### What you need to do
All of the entries must be duplicated exactly.

### Collected data entries
============
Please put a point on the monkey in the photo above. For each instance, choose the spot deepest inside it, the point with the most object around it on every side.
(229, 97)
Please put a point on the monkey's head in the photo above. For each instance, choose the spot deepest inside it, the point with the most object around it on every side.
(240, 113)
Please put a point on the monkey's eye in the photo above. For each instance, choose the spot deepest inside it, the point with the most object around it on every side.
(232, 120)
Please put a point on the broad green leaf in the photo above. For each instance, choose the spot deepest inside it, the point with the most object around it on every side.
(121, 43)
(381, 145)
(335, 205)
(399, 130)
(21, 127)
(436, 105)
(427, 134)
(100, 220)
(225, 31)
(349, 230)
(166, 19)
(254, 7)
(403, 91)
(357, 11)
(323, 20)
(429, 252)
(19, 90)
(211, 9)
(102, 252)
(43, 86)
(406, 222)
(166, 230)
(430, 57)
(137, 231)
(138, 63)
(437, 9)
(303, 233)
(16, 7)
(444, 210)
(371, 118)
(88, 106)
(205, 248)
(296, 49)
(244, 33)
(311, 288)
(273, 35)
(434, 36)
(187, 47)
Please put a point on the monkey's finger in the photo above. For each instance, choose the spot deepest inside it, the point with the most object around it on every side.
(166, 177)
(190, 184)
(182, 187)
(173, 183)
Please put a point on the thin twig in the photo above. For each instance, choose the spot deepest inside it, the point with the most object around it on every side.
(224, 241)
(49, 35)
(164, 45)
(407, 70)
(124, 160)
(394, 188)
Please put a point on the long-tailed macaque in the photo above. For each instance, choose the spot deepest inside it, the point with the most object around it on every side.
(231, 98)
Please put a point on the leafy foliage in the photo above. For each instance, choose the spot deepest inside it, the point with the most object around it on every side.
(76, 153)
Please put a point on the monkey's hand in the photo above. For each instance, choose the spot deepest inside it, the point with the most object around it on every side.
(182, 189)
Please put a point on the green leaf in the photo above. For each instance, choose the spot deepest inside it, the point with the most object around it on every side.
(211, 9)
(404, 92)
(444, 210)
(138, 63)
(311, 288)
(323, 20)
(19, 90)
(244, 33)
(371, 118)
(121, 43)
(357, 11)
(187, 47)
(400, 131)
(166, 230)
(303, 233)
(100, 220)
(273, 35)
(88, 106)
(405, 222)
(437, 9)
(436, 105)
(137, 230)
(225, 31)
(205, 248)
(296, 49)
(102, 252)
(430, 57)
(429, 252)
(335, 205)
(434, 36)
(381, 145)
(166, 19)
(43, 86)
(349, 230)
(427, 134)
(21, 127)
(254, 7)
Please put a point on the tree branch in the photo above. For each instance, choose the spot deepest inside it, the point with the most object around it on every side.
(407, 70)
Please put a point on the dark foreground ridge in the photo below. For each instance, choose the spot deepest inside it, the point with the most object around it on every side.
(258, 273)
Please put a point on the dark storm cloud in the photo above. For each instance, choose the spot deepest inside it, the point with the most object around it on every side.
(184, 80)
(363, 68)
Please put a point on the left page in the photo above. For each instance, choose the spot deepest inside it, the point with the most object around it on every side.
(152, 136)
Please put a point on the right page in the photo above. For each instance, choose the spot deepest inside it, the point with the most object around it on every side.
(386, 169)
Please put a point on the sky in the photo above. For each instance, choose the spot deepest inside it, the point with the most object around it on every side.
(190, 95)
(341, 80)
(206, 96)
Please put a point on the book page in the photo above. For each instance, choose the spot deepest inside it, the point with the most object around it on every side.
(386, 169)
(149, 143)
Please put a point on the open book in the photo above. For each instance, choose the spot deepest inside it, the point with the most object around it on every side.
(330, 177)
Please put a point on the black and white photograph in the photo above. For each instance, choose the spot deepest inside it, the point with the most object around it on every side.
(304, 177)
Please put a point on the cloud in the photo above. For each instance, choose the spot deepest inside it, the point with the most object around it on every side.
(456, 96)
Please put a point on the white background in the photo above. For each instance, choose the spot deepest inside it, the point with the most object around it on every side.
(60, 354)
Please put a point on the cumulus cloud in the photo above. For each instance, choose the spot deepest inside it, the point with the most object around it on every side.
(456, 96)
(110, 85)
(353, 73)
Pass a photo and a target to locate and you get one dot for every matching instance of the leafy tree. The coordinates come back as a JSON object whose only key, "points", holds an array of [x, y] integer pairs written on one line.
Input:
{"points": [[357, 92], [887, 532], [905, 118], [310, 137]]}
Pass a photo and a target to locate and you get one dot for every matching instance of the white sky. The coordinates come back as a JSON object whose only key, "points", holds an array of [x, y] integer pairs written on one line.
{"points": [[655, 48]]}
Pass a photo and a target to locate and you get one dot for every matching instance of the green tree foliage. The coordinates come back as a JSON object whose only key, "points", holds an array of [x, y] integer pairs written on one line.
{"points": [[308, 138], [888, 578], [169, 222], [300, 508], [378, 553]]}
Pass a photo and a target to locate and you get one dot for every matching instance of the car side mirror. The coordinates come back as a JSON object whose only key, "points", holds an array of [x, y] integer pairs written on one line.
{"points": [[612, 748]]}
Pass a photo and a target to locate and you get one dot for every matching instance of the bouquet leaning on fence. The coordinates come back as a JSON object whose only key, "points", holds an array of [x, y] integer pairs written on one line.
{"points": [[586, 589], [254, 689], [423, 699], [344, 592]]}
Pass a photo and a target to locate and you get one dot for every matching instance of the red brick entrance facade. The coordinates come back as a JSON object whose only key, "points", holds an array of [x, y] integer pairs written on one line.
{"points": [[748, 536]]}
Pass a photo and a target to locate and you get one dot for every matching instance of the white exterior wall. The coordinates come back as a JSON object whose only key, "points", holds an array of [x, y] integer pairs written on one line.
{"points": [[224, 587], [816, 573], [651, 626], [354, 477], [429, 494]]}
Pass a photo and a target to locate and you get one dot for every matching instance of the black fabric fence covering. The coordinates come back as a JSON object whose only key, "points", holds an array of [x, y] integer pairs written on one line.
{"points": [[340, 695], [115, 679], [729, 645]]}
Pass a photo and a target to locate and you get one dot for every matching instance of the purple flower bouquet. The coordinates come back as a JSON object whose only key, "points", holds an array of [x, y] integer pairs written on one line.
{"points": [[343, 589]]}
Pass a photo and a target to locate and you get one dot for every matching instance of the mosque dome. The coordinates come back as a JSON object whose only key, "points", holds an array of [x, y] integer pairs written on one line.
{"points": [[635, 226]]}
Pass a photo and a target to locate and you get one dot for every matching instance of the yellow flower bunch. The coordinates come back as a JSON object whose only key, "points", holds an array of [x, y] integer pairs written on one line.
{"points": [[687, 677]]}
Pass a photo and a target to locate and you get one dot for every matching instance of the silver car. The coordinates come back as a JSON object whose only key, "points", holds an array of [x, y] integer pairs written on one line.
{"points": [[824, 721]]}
============
### Solution to this task
Please put a point on the monkey in the photo above. For each instance, choose the spot deepest inside it, the point with the most object around it on every side.
(229, 97)
Please put a point on the monkey's head in the photo above. For each instance, choose the spot deepest inside it, the point with the most object around it on every side.
(240, 113)
Please put a point on the monkey's eye in the photo above. For each instance, choose the spot deepest inside it, the point with the most object around it on every side.
(232, 120)
Please put a point on the broad green leaf in the photo above. For each instance, choose the spot deepest inside it, the point with the most object around it on every side.
(121, 43)
(381, 145)
(335, 205)
(399, 130)
(21, 127)
(436, 105)
(427, 134)
(100, 220)
(225, 31)
(349, 230)
(166, 19)
(254, 7)
(403, 91)
(357, 11)
(323, 20)
(429, 252)
(19, 90)
(211, 9)
(102, 252)
(43, 86)
(406, 222)
(166, 230)
(430, 57)
(137, 231)
(138, 63)
(437, 9)
(303, 233)
(16, 7)
(444, 210)
(371, 118)
(88, 106)
(205, 248)
(296, 49)
(244, 33)
(311, 288)
(273, 35)
(434, 36)
(187, 47)
Please put a point on the monkey's finger in the photo above. For each instance, choose the spot deepest inside it, the point with the most object around it on every side.
(166, 177)
(190, 184)
(182, 187)
(173, 183)
Please put a point on the thin twig in the photo above. For each instance, choose the spot deepest inside it, the point with the most object around it on every side.
(224, 241)
(49, 35)
(164, 45)
(407, 70)
(124, 160)
(394, 188)
Please put a point on the long-tailed macaque in the photo above. For each instance, choose the spot deepest inside it, the point with the most object around it on every side.
(231, 98)
Please put a point on the leafy foliage in the photo above. For each instance, choose the spot deepest inside it, the point with the most object around it on every side.
(76, 153)
Please put a point on the monkey's hand in the photo above. For each instance, choose the spot deepest inside it, the point with the most object around it on every side.
(182, 189)
Please put a point on the green leaf in the photo above. For each instance, choose the spot deepest inside it, the point with the most object around it on every side.
(211, 9)
(404, 92)
(444, 210)
(138, 63)
(311, 288)
(323, 20)
(19, 90)
(244, 33)
(371, 118)
(121, 43)
(357, 11)
(187, 47)
(400, 131)
(166, 230)
(303, 233)
(100, 220)
(273, 35)
(88, 106)
(405, 222)
(437, 9)
(436, 105)
(137, 230)
(225, 31)
(205, 248)
(296, 49)
(102, 252)
(430, 57)
(429, 252)
(335, 205)
(434, 36)
(381, 145)
(166, 19)
(43, 86)
(349, 230)
(427, 134)
(21, 127)
(254, 7)
Please put a point on the tree branch in the photo above. For each instance, choose the spot deepest inside it, the point with the most object around it on every side.
(407, 70)
Please put a point on the dark foreground ridge in the photo below. For each instance, choose the spot deepest inside it, the point with the most object around it on every side.
(258, 273)
Please put a point on the dark storm cloud in the photo above. For each instance, choose the spot deepest inside it, the point with the most object around it on every side.
(184, 80)
(363, 68)
Please put a point on the left page in the photo above. For each instance, choose the spot deepest inside it, the point with the most object around it on every side.
(152, 136)
Please put a point on the right page in the photo above. For each instance, choose the spot deepest inside it, the point with the most object around it on every side.
(386, 169)
Please put a point on the sky in the photo above. For each instance, choose the spot deepest inside it, the point with the most object around it on every side.
(190, 95)
(341, 80)
(206, 96)
Please put a point on the book page in the photo above. For each instance, choose the spot deepest inside it, the point with the most object around it on every side.
(386, 169)
(149, 143)
Please put a point on the open book in the photo above. For each instance, choose the spot deepest inside it, the point with the most object around it on every side.
(330, 177)
Please put a point on the black and white photograph in the photo above. For each instance, choose the spot deepest inside it, the point with the most object around it on every side.
(304, 177)
Please put a point on the cloud in the photo above. For each instance, choose the spot deepest inside it, the point with the most object around it on every side.
(456, 96)
Please put a point on the white background in the photo above. For each instance, choose the spot deepest inside it, the point with the most object around it on every side.
(60, 354)
Please put a point on the cumulus cloud in the photo above. For each instance, choose the spot deepest inside it, the point with the most object around it on every side.
(456, 96)
(110, 85)
(353, 73)
Pass a photo and a target to locate and you get one dot for every matching instance of the leafy tree. The coordinates come back as a JSON object whose only key, "points", holds an array of [x, y] integer pairs written on one line.
Input:
{"points": [[357, 92], [887, 532], [905, 118], [310, 137]]}
Pass a photo and a target to locate and you get one dot for every matching instance of the white sky. The coordinates come back as a JSON object whose only key, "points", holds an array of [x, y] integer pairs written on one line.
{"points": [[655, 48]]}
Pass a photo and a target to locate and you get one dot for every matching instance of the green tree foliage. The coordinates come back as a JSON object whose only key, "points", holds an array of [x, y] integer pairs written on one line.
{"points": [[308, 138], [888, 578], [169, 222], [300, 508], [378, 553]]}
Pass a photo and a target to locate and you get one dot for every matching instance of the car side mirror. The coordinates come back as a JSON object whose only key, "points", holds an array of [x, y] integer pairs written on one line.
{"points": [[612, 748]]}
Pass a photo and a target to locate and you get one dot for every matching instance of the bouquet leaning on fence. The coordinates come back as a JSON object whose only key, "points", holds an array of [x, y] integer pairs written on one line.
{"points": [[586, 589], [254, 689], [423, 699], [344, 592]]}
Pass a photo and a target to locate and you get one dot for every matching instance of the red brick entrance facade. The coordinates come back as a JSON object whose only key, "points", holds an array of [x, y] integer pairs written on one line.
{"points": [[748, 536]]}
Pass a photo and a target to locate and you get one dot for every matching instance of the white exterior wall. The coordinates come back as a JSON object whose only key, "points", holds an array of [x, y] integer pairs written on one line.
{"points": [[224, 587], [816, 573], [651, 626], [354, 477], [429, 494]]}
Pass a photo and a target to locate and you get one dot for every matching instance of the black fabric fence covering. The coordinates come back as a JSON object whose only key, "points", holds an array of [x, y] integer pairs written on one line.
{"points": [[340, 695], [115, 679], [729, 645]]}
Pass a photo and a target to locate and you get one dot for every matching instance of the purple flower bouquet. The coordinates come back as a JSON object whose only key, "points", holds an array of [x, y] integer pairs written on one line.
{"points": [[343, 589]]}
Pass a photo and a target to locate and you get one dot for every matching instance of the mosque dome. The coordinates come back as a JSON object whose only key, "points", holds an array of [x, y] integer pairs written on one line.
{"points": [[635, 226]]}
Pass a photo and a target to locate and you get one dot for every matching instance of the yellow flower bunch. The coordinates come back as a JSON object whose only key, "points", holds an array of [x, y] integer pairs written on one line.
{"points": [[687, 677]]}
Pass a photo and a target to locate and you get one dot for every matching instance of the silver car. The coordinates come back as a JSON object whose only key, "points", holds an array of [x, y] integer pairs written on one line.
{"points": [[824, 721]]}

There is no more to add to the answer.